▶ **Directive 1**
Reproduce the listing word for word, from its start down to the line containing "[238,367,274,377]", leaving out the pictures.
************
How does a Load O Matic Distributor Work?

You may want to review why advance is needed by reviewing this page.


First, I will give an overview of how the Load O Matic works, and then I will describe how the heart of the system, the Spark Control Valve, works.


The Holley Load O Matic distributor was standard equipment on 1954 to 1956 Y Blocks, 1949 to 1953 flatheads, and many Ford 6s offered into the 60s. Given that, from the outside, they appear like a conventional distributor and from the inside, their principles are a little obscure, here is an explanation of how the Load O Matic works.


To sense speed, or rpm, conventional distributors, such as the 1957 and up Y Block distributors, use centrifugal weights that are controlled by spring counterbalances. The faster the engine runs, the further the weights fly out and the more advance that is provided.
************
▶ **Directive 2**
In the Load O Matic distributor page, rewrite everything from "The Holley Load" down to "O Matic works.", putting "hard to grasp" in place of "obscure".
************
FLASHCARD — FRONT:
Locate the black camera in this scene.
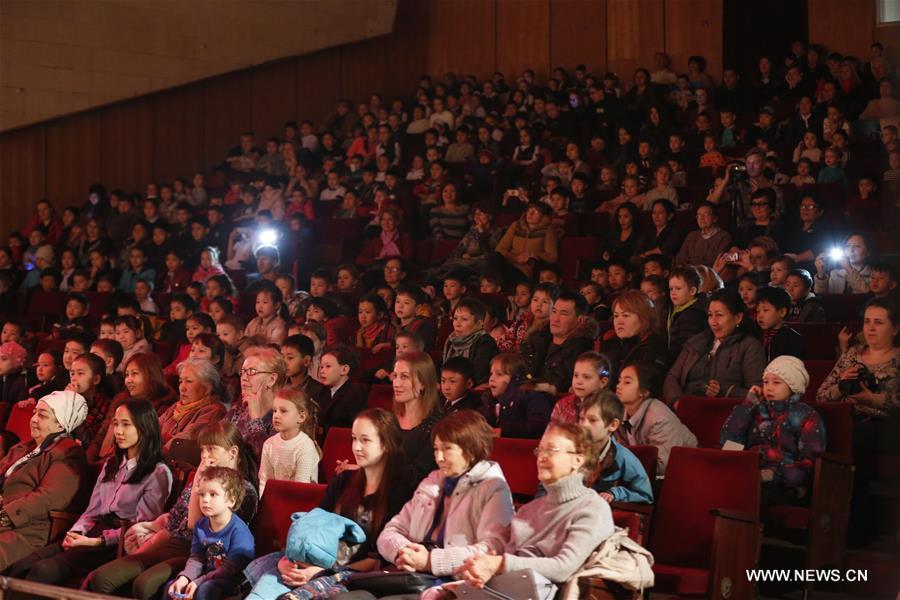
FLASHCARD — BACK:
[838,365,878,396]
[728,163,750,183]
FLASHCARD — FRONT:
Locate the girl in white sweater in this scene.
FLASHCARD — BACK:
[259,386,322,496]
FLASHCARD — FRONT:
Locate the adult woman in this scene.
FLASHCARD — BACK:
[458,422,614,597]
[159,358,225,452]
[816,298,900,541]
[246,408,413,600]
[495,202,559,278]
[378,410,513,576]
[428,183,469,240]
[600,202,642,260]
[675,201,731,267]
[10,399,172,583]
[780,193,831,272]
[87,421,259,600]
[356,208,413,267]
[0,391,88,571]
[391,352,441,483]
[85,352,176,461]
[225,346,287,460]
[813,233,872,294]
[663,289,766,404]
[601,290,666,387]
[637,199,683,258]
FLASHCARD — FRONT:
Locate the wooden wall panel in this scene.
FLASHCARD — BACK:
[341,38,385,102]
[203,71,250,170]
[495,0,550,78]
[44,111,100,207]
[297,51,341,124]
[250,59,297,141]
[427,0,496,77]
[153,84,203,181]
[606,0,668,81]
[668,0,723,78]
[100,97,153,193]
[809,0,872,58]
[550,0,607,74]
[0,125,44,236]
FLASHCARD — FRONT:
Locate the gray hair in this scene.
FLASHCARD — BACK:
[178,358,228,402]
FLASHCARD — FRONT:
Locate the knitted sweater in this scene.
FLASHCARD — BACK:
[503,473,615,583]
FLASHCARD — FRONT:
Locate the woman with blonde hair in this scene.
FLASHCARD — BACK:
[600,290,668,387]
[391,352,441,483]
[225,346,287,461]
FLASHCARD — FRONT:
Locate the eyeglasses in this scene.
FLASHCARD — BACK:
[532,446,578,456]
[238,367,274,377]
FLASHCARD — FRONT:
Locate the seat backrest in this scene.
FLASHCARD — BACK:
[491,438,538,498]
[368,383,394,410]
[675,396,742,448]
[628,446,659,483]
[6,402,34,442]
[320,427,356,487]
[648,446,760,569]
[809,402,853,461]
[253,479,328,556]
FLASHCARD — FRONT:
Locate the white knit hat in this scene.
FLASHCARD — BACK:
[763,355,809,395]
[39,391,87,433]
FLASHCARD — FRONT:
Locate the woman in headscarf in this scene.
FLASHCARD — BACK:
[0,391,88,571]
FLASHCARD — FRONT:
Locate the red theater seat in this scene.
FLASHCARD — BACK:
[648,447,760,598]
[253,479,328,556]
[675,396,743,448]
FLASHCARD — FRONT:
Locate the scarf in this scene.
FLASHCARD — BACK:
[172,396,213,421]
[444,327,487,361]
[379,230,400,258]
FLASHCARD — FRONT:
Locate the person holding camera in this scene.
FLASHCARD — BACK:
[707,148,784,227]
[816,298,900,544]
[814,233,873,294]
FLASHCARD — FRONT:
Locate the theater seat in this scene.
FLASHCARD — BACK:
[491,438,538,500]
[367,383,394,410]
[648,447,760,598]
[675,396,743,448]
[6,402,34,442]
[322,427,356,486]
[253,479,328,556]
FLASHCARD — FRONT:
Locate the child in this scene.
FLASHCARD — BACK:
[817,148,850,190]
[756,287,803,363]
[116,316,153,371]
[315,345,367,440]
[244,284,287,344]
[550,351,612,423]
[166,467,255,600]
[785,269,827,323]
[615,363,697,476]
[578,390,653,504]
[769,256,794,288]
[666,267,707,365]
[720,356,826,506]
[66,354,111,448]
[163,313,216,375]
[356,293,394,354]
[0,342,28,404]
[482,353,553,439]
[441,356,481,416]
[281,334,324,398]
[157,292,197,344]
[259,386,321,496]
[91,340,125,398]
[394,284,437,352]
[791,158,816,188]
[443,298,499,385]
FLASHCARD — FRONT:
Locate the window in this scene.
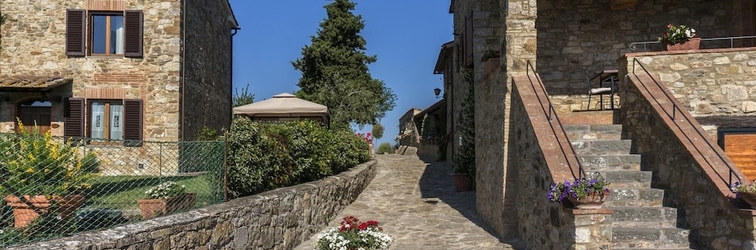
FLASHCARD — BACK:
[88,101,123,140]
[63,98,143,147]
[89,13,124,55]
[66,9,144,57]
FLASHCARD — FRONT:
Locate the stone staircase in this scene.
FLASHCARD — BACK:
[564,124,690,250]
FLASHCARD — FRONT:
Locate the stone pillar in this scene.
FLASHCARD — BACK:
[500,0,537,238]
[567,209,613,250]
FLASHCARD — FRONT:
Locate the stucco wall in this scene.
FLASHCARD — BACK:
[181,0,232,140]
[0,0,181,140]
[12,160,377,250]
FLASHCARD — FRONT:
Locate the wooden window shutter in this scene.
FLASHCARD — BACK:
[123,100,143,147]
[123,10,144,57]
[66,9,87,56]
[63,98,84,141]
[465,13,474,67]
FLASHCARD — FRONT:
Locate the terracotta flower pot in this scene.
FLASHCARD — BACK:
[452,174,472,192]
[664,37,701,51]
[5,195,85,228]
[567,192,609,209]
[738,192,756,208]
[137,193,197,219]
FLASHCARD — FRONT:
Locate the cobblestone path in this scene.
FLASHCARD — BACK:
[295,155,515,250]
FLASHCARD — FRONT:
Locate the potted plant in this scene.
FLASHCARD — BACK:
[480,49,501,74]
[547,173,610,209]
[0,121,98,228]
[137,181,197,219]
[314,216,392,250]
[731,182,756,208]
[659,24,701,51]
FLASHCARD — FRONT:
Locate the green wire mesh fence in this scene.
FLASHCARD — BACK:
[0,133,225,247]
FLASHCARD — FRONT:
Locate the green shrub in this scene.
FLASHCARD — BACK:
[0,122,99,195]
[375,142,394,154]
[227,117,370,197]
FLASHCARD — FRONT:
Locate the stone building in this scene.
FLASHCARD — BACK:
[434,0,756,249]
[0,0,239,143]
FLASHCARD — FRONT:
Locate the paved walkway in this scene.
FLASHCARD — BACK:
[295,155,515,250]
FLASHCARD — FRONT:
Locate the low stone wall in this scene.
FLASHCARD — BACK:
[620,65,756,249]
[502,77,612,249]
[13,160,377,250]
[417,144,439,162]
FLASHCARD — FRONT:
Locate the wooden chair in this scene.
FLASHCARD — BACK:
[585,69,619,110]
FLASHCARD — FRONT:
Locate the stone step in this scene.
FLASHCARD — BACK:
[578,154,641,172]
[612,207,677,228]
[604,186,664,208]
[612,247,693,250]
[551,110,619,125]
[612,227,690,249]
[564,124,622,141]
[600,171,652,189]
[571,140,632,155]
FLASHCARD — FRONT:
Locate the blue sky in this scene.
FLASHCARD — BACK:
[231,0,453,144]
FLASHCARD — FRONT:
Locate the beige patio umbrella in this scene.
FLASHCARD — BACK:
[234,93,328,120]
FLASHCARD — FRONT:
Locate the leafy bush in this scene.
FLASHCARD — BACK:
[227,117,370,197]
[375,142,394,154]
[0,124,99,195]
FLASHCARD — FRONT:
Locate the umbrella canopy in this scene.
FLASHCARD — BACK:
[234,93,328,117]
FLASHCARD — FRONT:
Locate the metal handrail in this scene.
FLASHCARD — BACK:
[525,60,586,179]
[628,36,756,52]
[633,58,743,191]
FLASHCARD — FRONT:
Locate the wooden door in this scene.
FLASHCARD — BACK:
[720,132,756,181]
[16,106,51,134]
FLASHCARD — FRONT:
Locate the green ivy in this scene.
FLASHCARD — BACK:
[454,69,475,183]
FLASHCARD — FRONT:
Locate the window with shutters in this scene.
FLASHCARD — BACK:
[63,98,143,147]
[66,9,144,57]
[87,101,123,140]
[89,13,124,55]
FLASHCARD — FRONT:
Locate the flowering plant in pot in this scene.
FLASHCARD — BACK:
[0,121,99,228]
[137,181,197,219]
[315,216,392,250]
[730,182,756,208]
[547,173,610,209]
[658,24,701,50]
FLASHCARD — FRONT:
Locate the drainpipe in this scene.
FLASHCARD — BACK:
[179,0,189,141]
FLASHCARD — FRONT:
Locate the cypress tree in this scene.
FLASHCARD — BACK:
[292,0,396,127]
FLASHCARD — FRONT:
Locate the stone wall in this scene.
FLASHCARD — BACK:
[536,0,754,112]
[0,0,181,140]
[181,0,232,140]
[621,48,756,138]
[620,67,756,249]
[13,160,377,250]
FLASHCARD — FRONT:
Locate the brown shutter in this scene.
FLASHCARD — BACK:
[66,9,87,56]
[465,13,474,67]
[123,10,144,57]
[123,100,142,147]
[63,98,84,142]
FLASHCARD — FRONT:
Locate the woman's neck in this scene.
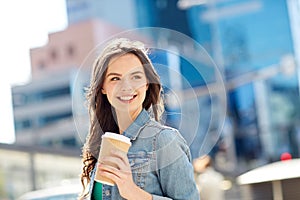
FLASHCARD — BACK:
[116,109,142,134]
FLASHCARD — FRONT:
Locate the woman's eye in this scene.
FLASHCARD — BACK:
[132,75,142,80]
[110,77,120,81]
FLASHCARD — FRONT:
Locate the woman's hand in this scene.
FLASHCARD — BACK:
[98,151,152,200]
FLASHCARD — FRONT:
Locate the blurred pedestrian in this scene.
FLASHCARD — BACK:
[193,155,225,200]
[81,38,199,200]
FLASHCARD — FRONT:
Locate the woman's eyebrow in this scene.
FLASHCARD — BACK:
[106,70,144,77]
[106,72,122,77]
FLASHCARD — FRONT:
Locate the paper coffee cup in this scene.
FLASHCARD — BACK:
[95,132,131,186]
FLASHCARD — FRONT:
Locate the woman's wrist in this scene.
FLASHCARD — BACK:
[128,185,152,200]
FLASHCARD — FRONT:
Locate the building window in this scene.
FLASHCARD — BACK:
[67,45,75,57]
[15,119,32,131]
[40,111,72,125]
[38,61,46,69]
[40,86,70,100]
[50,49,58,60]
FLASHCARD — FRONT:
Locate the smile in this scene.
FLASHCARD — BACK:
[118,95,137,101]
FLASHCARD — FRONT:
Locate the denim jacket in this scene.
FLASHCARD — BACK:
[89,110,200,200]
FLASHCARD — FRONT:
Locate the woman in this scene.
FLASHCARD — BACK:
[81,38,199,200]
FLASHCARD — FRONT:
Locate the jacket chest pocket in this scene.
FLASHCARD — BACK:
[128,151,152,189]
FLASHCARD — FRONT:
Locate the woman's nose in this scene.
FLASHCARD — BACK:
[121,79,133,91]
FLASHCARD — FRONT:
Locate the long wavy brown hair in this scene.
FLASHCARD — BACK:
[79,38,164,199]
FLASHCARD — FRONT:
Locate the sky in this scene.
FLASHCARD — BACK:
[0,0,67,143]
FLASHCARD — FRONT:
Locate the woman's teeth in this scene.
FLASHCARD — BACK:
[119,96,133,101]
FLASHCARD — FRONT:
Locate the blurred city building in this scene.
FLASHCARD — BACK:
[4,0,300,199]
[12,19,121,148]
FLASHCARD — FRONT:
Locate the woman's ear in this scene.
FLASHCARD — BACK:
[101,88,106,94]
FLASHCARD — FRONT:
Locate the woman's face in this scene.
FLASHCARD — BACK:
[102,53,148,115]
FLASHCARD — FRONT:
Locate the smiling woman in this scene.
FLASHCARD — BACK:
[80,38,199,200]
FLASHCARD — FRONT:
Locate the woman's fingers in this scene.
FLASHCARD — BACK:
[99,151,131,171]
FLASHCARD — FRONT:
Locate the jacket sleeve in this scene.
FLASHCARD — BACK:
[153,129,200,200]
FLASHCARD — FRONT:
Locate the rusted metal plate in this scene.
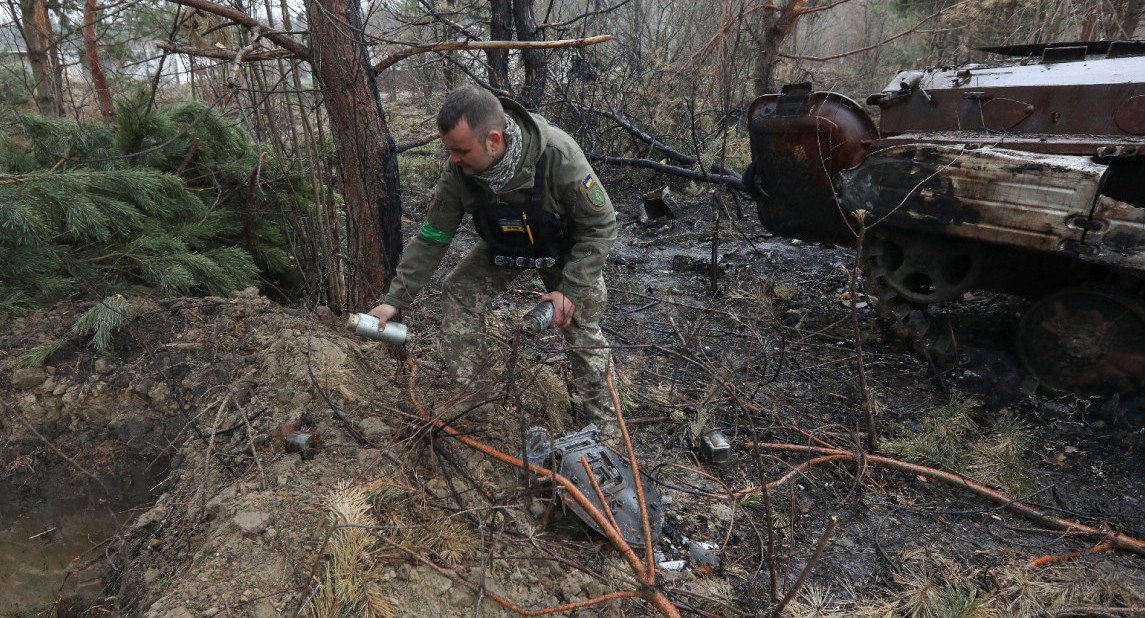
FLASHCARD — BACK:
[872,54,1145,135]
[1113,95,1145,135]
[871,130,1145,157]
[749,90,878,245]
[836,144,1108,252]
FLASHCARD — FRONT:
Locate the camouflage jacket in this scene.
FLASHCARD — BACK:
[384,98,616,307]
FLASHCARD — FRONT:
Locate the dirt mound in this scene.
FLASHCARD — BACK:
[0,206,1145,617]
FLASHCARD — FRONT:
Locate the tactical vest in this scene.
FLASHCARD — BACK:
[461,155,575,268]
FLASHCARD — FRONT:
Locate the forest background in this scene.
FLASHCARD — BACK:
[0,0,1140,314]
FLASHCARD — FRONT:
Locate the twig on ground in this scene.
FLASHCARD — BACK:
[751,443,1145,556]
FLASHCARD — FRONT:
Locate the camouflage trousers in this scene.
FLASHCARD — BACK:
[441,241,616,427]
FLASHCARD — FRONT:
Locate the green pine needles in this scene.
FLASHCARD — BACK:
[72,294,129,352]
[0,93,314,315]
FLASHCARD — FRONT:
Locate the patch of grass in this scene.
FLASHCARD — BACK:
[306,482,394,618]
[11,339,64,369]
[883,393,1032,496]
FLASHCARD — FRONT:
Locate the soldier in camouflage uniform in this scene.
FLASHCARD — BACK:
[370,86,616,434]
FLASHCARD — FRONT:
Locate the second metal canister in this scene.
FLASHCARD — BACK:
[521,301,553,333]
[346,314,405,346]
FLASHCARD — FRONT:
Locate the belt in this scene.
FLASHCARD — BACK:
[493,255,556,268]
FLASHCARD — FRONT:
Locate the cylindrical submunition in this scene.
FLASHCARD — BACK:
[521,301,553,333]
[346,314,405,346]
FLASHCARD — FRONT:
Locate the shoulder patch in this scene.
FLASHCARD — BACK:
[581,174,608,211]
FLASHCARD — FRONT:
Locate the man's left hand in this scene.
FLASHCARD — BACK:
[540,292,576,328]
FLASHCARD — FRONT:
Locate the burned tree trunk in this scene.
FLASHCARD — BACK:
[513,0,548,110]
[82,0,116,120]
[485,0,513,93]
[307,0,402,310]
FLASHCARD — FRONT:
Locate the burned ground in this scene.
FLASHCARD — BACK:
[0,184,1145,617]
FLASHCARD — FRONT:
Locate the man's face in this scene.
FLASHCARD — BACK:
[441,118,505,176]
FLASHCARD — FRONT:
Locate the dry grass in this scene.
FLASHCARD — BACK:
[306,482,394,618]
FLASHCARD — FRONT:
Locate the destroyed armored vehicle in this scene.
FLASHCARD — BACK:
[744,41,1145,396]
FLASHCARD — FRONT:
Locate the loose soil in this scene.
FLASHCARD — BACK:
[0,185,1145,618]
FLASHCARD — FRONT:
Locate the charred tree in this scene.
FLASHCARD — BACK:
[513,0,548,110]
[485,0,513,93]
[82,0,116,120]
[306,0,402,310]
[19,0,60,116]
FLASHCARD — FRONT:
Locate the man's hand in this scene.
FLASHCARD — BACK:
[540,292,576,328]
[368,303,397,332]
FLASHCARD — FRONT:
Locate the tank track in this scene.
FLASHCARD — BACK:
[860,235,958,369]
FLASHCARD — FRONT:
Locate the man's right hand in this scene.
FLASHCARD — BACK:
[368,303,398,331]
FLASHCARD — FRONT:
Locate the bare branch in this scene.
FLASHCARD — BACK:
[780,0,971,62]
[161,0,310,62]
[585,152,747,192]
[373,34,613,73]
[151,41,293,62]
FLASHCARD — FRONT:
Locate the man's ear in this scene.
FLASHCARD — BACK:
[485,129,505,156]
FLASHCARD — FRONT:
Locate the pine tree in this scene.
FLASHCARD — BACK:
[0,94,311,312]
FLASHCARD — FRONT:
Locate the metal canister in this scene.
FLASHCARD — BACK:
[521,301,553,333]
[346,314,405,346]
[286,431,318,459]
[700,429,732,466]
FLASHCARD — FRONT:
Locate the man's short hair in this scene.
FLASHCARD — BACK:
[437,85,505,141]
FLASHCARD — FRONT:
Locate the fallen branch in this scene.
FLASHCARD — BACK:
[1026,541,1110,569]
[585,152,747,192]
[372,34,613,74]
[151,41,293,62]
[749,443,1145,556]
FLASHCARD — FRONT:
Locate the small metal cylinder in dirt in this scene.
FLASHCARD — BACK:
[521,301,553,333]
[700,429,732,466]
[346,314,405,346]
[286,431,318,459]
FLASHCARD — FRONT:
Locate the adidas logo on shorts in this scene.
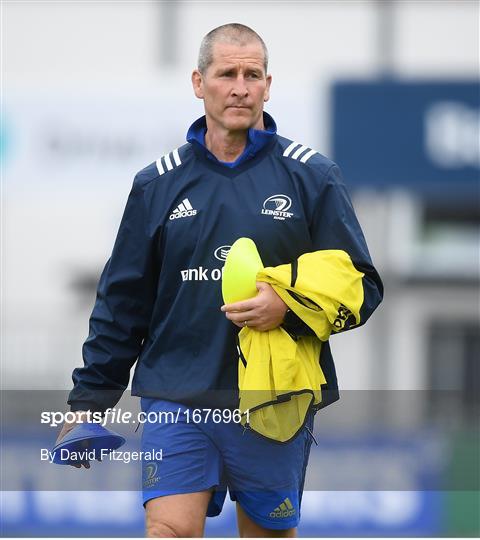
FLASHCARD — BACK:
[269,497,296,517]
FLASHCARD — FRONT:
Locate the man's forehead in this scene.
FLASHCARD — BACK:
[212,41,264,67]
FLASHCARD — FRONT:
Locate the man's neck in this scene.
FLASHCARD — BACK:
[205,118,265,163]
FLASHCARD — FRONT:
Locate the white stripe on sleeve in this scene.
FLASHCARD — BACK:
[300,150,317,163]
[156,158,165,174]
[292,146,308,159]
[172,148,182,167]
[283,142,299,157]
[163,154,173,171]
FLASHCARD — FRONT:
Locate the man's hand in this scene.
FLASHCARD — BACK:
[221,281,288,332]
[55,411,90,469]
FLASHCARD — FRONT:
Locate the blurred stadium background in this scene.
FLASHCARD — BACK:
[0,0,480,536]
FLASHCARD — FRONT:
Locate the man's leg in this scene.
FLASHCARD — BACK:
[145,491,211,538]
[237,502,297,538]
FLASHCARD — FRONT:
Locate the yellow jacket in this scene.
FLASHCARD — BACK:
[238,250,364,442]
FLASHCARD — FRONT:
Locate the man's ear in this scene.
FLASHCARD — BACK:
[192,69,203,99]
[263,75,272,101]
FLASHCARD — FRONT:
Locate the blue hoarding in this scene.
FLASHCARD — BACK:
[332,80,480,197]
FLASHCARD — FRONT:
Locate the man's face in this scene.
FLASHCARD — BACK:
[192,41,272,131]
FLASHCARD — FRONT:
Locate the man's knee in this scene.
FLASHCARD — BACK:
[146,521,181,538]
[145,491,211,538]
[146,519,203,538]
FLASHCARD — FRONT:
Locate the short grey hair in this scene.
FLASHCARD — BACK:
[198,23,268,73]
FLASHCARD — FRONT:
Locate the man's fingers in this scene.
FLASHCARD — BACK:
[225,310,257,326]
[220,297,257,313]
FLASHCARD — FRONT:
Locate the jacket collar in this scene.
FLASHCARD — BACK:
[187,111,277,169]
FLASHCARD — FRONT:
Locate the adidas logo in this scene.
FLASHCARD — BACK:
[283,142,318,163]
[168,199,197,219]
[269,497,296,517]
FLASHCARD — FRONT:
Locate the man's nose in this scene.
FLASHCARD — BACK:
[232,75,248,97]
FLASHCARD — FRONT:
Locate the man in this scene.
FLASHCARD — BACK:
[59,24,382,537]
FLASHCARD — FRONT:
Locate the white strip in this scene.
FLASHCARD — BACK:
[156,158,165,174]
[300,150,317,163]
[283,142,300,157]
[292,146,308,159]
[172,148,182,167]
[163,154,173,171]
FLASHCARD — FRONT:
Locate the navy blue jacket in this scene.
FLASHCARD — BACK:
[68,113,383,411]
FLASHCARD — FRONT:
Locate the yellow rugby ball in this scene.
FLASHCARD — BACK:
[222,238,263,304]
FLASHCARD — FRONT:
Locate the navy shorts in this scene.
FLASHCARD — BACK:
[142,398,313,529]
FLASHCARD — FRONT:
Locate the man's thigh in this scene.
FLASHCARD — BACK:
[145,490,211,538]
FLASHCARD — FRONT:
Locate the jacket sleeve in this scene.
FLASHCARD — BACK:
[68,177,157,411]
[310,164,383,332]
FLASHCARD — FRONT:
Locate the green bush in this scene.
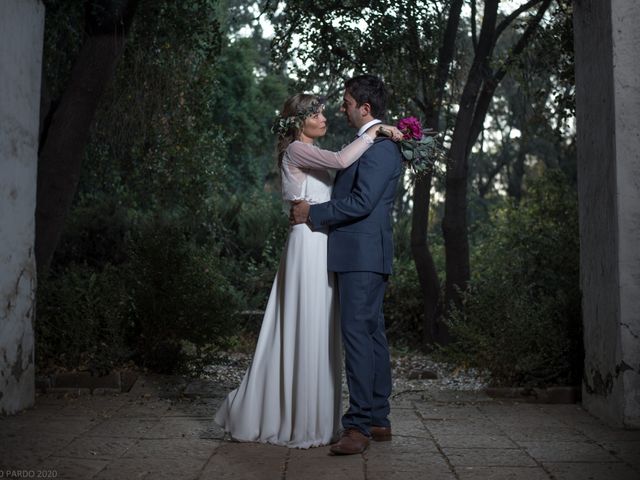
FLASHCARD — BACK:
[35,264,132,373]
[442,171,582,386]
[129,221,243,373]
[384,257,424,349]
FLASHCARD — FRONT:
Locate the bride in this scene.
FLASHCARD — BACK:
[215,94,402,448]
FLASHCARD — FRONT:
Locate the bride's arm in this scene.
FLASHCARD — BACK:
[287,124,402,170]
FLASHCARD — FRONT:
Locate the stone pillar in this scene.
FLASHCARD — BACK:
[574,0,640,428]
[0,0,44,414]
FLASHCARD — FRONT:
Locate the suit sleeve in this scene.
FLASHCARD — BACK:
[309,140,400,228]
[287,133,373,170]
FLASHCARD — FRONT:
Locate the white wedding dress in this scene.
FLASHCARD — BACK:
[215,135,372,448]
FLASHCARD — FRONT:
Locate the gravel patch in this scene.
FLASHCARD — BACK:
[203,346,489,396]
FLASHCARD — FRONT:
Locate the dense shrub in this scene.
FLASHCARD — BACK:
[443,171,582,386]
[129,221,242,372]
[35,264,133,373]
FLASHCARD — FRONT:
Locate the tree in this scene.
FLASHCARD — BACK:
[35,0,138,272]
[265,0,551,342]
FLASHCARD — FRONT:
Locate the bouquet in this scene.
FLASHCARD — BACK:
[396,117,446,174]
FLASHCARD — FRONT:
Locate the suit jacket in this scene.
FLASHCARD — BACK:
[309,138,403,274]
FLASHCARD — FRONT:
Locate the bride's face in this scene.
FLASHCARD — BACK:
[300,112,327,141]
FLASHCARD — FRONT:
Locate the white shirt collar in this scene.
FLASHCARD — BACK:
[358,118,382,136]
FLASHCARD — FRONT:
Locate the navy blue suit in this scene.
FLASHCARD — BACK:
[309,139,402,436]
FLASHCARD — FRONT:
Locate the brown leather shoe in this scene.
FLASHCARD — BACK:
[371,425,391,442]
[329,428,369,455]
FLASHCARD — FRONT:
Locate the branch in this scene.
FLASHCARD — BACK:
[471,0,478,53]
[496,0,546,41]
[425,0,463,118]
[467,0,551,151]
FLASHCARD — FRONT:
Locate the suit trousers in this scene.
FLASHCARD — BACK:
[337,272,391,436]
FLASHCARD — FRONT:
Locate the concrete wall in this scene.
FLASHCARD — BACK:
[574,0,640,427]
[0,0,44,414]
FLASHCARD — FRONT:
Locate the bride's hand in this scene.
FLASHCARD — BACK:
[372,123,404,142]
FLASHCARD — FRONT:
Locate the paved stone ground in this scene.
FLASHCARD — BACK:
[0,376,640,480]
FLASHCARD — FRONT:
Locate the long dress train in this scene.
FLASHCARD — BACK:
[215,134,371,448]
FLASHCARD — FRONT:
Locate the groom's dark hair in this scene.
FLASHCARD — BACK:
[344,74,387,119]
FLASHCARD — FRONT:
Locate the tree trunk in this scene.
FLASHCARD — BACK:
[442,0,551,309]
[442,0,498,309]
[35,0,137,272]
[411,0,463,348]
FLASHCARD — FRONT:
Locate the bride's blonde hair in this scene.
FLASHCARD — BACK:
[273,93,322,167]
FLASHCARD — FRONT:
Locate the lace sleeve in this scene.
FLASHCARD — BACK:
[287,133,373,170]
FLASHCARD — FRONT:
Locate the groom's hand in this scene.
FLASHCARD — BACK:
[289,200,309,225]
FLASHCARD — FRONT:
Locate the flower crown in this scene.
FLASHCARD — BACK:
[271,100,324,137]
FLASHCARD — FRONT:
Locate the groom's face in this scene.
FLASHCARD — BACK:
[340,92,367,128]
************
▶ **Exercise output 1**
FLASHCARD — FRONT:
Locate the black camera in this scene.
FLASHCARD — BACK:
[838,365,878,396]
[728,163,750,183]
FLASHCARD — FRONT:
Locate the girl in white sweater in this scene.
FLASHCARD — BACK:
[259,386,322,496]
FLASHCARD — FRONT:
Locate the adult woman in this scene.
FLASHCARD — BACK:
[458,422,614,597]
[159,358,225,452]
[816,298,900,541]
[246,408,413,600]
[495,202,559,278]
[378,410,513,576]
[428,183,469,240]
[600,202,642,260]
[675,201,731,267]
[10,399,172,583]
[780,193,831,272]
[87,421,259,600]
[356,208,413,267]
[0,391,88,571]
[391,352,441,483]
[85,352,176,461]
[225,346,287,460]
[813,233,872,294]
[663,289,766,404]
[601,290,666,387]
[637,199,683,258]
FLASHCARD — FRONT:
Locate the wooden wall panel in this scene.
FLASHCARD — BACK:
[341,38,385,102]
[203,71,250,170]
[495,0,550,78]
[44,111,100,207]
[297,51,341,124]
[250,59,297,141]
[427,0,496,77]
[153,84,203,181]
[606,0,668,81]
[668,0,723,78]
[100,97,153,193]
[809,0,872,58]
[550,0,607,74]
[0,125,44,236]
FLASHCARD — FRONT:
Locate the gray hair in this scene.
FLASHCARD — BACK:
[178,358,228,402]
FLASHCARD — FRONT:
Locate the knitted sweater in this scene.
FLASHCARD — BACK:
[503,473,615,583]
FLASHCARD — FRONT:
Locate the woman with blonde hair in this scene.
FLASHCARD — BACK:
[600,290,668,387]
[391,352,441,483]
[225,346,287,461]
FLASHCARD — FRONT:
Locate the eyeglasses in this scene.
FLASHCARD — BACK:
[532,446,578,456]
[238,367,274,377]

▶ **Exercise output 2**
The Holley Load O Matic distributor was standard equipment on 1954 to 1956 Y Blocks, 1949 to 1953 flatheads, and many Ford 6s offered into the 60s. Given that, from the outside, they appear like a conventional distributor and from the inside, their principles are a little hard to grasp, here is an explanation of how the Load O Matic works.